<<<<

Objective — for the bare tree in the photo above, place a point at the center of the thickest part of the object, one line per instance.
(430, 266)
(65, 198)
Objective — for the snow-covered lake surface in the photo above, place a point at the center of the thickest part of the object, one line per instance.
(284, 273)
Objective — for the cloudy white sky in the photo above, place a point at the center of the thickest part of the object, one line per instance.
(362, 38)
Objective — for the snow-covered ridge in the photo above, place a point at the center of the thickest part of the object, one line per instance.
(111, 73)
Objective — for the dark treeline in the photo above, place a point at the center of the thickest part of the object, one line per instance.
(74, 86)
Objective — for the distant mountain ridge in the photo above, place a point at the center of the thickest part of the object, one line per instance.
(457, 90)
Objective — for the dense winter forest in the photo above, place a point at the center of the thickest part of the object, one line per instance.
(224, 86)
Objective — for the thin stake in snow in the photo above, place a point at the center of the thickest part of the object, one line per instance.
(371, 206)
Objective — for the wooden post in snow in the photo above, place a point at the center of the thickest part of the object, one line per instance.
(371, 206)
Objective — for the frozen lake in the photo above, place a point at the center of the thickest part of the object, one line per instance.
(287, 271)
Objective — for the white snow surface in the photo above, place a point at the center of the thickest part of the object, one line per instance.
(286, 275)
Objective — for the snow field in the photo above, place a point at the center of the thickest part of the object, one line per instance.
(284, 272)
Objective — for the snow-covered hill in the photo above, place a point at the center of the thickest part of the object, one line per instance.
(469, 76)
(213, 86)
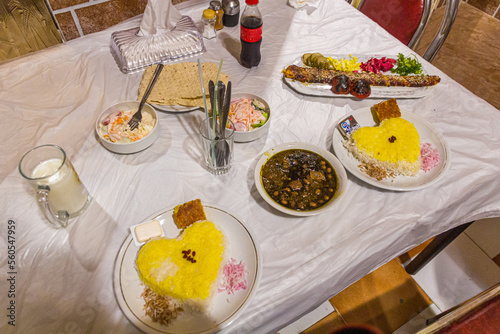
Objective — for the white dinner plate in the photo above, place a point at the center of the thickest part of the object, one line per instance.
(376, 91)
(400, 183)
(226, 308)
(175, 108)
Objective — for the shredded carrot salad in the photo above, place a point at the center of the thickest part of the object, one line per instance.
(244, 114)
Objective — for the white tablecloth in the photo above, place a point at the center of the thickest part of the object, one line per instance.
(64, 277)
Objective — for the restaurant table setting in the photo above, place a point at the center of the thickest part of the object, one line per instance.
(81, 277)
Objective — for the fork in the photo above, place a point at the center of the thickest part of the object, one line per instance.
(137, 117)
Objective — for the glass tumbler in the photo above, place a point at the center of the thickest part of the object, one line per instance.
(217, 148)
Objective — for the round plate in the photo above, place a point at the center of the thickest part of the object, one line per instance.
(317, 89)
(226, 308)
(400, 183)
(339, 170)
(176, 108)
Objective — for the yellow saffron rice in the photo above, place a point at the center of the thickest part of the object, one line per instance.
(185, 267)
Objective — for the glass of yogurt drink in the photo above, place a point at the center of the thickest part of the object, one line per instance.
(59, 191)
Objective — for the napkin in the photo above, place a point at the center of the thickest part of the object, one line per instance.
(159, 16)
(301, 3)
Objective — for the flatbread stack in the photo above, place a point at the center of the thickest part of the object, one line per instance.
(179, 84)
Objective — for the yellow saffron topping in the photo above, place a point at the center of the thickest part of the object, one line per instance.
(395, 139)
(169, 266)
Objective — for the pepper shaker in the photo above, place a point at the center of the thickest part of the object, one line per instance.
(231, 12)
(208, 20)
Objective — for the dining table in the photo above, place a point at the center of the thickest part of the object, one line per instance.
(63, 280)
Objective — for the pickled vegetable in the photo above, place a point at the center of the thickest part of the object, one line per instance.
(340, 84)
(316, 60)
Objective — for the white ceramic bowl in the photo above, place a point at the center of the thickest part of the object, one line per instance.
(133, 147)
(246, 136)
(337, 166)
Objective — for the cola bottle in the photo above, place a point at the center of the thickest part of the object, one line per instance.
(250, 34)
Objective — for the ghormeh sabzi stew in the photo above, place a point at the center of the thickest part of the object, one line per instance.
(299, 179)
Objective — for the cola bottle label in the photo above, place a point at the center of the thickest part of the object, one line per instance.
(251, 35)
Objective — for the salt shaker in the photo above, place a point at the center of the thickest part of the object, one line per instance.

>>>>

# Written instruction:
From the listing above, print every entry precisely and drop the pictures.

# Response:
Objective — for the bare tree in the photo above, place a point at the center of the thickest part of the object, one line per instance.
(430, 266)
(65, 198)
Objective — for the snow-covered lake surface in the photo above, place a point at the center of the thickest part of the object, one line per instance.
(284, 273)
Objective — for the cloudy white sky in the photo above, place a point at the center of the thickest part of the object, one line per instance.
(362, 38)
Objective — for the snow-covered ridge in the photo above, place a point at the center of the thickest part of the object, one line per instance.
(111, 73)
Objective — for the dark treeline in the photo above, place a point at the center of the thickest part of the object, one line per instance.
(74, 86)
Objective — for the distant mountain ridge in the photo above, place a point at the center of the thickest part of the object, one line per instance.
(457, 90)
Objective — for the dense winter forest in the photo above, place a point at the center of the thickest part of the object, one line per instance.
(224, 86)
Objective — for the thin stake in snow in the photo above, place a point at the center of the thickest part of the object, one line per instance.
(371, 206)
Objective — for the wooden post in snow in the photo above, place a point at the center of the thickest part of the object, one line per instance.
(371, 206)
Objective — for the frozen lake in the photo above, place a point at the center of the thickest part of the object, one line per instance.
(287, 271)
Objective — for the white snow surface in the photo above, place a point at the center of the thickest part of the object, one line per instance.
(286, 275)
Objective — for the snow field in the photo above, place a point at the center of the thickest part of the object, one line per instance.
(284, 272)
Objective — for the snow-covered hill in the photo above, place a point at the center of the thickest part of the object, one line per instance.
(469, 76)
(213, 86)
Objective — for the white dinner plate in the photo above, place a point at the center of the thickest part of the object, one line per instance.
(376, 91)
(400, 183)
(226, 308)
(175, 108)
Objective — for the shredded carrot salad in the photo above, place a point at the center of the thickest part of the object, one line per instance.
(244, 114)
Objective — for the white tablecloth in the photo above, place a point at the center of the thickest part of the object, one line per instance.
(64, 277)
Objective — for the restaurant table setting in the photo above, place a point at the center of the thickest part of the object, one line per instance.
(81, 277)
Objective — for the fork in the photo above, place a point at the center of the thickest part of the object, one line per instance.
(137, 117)
Objective — for the glass tumbler in the photo above, place a point at the center of the thickest part of the object, one line per instance.
(217, 148)
Objective — for the round plate in the photo above, place a point at the center of the thickest part of the object, one line per instance.
(317, 89)
(226, 308)
(400, 183)
(339, 170)
(176, 108)
Objective — for the yellow saffron rice in the photo above, place a point at the center of the thickest part of the object, one line per instance.
(185, 267)
Objective — for the glass of yogurt drink in the photo above, place a point at the center of the thickest part of the object, one line per instance.
(59, 191)
Objective — for the napkin in the photo above, place a point at the center of the thickest part of the object, one line per instance.
(159, 16)
(301, 3)
Objective — for the flatbread stack in the photo above, place a point at the center of the thickest part of the object, one line per instance.
(179, 84)
Objective — for the yellow saffron topping in the photo above, place a point at the center of the thickest part of the object, one line per instance.
(395, 139)
(169, 266)
Objective — for the pepper shaker in the photo above, place a point at the center of the thickest part of the object, one line per instance.
(231, 12)
(208, 20)
Objective — for the dining table in the photo above, place a point at the center of the thickest part of the object, one line per instance.
(63, 280)
Objective — for the pickled vegetable in the photo above, place a point at the center of the thickest part of the object, one line per instance.
(340, 84)
(316, 60)
Objective — for the white ceramic bowl in the photo above, place a point at the center of the thickest part of the object, one line per instance.
(133, 147)
(246, 136)
(337, 166)
Objective — for the cola bottle in the photo above, place a point at the center of the thickest part of the object, one line per instance.
(250, 34)
Objective — for the ghormeh sabzi stew in the photo above, place a point at the center of the thickest part of the object, one line per instance.
(299, 179)
Objective — for the cola bottle label in the photo above, place a point at the center of the thickest part of the object, one line per instance.
(251, 35)
Objective — for the salt shaker in the photo above, place a point at the center of the thickest part of the object, one line per instance.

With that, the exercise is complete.